**** Exercise data ****
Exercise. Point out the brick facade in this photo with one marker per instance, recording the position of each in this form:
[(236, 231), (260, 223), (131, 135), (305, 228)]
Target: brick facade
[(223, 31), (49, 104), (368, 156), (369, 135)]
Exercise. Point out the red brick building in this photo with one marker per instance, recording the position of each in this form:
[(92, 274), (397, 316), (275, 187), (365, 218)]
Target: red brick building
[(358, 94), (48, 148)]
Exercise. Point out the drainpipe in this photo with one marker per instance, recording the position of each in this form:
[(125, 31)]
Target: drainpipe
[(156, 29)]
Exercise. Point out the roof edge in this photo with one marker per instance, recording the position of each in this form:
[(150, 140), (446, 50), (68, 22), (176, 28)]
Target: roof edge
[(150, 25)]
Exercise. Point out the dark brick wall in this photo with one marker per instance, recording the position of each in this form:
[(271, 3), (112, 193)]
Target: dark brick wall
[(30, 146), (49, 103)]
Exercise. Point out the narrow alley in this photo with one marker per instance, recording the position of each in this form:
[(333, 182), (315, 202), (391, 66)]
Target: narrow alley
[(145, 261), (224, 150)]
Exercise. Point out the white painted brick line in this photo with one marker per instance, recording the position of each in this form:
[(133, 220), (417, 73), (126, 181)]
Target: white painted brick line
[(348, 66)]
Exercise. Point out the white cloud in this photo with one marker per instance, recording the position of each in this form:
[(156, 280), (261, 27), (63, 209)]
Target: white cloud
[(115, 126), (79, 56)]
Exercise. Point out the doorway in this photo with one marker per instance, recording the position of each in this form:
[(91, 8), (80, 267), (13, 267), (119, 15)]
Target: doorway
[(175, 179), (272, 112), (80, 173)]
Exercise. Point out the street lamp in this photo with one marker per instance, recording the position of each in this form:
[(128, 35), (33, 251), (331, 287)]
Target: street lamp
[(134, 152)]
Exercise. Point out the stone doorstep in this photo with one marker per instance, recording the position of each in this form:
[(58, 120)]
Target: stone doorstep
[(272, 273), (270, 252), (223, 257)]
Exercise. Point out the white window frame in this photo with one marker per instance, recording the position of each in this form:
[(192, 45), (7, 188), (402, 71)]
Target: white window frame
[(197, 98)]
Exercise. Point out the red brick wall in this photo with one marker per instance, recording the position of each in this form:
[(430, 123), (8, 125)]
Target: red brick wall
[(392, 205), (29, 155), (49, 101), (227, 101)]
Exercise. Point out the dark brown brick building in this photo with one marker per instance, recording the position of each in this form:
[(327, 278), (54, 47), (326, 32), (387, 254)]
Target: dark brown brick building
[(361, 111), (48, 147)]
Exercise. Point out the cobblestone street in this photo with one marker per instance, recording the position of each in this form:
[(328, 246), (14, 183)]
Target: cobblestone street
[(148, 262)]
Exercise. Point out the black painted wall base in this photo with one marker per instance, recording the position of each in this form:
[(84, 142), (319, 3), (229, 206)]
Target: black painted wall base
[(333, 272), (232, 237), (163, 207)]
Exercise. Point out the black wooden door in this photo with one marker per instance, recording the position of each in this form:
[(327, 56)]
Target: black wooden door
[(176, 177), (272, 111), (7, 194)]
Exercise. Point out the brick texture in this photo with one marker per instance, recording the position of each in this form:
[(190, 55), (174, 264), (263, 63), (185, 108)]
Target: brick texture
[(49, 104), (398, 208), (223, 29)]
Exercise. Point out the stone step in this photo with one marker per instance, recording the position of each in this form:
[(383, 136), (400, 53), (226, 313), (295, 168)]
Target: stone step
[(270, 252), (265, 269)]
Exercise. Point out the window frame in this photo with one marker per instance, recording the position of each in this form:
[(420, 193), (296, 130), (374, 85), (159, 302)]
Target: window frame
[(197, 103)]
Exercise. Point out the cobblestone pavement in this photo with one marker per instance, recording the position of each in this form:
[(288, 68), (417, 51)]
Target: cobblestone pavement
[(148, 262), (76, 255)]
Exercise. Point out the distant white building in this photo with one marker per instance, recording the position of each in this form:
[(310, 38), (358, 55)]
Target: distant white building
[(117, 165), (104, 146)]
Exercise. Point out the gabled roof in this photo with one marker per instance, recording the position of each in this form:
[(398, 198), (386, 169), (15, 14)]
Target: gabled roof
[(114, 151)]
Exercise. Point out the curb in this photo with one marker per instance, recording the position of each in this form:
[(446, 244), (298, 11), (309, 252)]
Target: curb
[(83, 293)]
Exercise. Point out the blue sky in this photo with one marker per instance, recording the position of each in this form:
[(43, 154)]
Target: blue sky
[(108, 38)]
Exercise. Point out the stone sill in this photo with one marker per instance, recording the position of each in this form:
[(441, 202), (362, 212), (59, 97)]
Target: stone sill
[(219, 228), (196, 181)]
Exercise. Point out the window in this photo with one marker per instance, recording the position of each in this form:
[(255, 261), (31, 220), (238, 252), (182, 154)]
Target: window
****
Rewrite every line of the data above, from the line with "Exercise. Point out the dark brick" up to and including the line with "[(272, 273), (270, 252), (223, 257)]", and nothing else. Multiply each coordinate given as an answer by 1.7 and round it to a whole number, rounding halves up, while keeping every other line and number unchanged.

§ **Solved problem**:
Exercise. Point out the dark brick wall in this photo with one marker per instance, recording the position of each in this form:
[(271, 3), (112, 193)]
Target: dark brick wall
[(51, 248), (83, 175)]
Exercise. Point out the narrow alley in this photo with one marker per instance, recording the position of each in this form:
[(333, 182), (315, 202), (391, 66)]
Target: narrow alley
[(247, 444), (381, 255)]
Exercise. Point out the white painted brick line in this photo with one marker per instance, recording the position of each in this form:
[(133, 220), (417, 73), (126, 181)]
Target: white painted brick line
[(592, 112)]
Exercise. Point out the white cloud in this photo with one marker per instance, recording the position of each in this form:
[(156, 280), (261, 27), (63, 209)]
Target: white cloud
[(196, 214), (134, 95)]
Exercise. Point out the doorway in this photo with one marker per instance, recording the position of each in this form:
[(91, 8), (80, 267), (13, 267), (119, 15)]
Target: doorway
[(298, 304), (462, 190), (136, 294)]
Exercise. Point out the street lamp in this photo with one marker per instance, recording the position of each in this form:
[(128, 35), (33, 251), (331, 287)]
Target: street lamp
[(228, 258)]
Exercise. Point out the stone doorstep in this photo with one marker per instance, recording the position of each in this form:
[(58, 120)]
Target: stone doorstep
[(462, 464), (459, 428), (379, 437)]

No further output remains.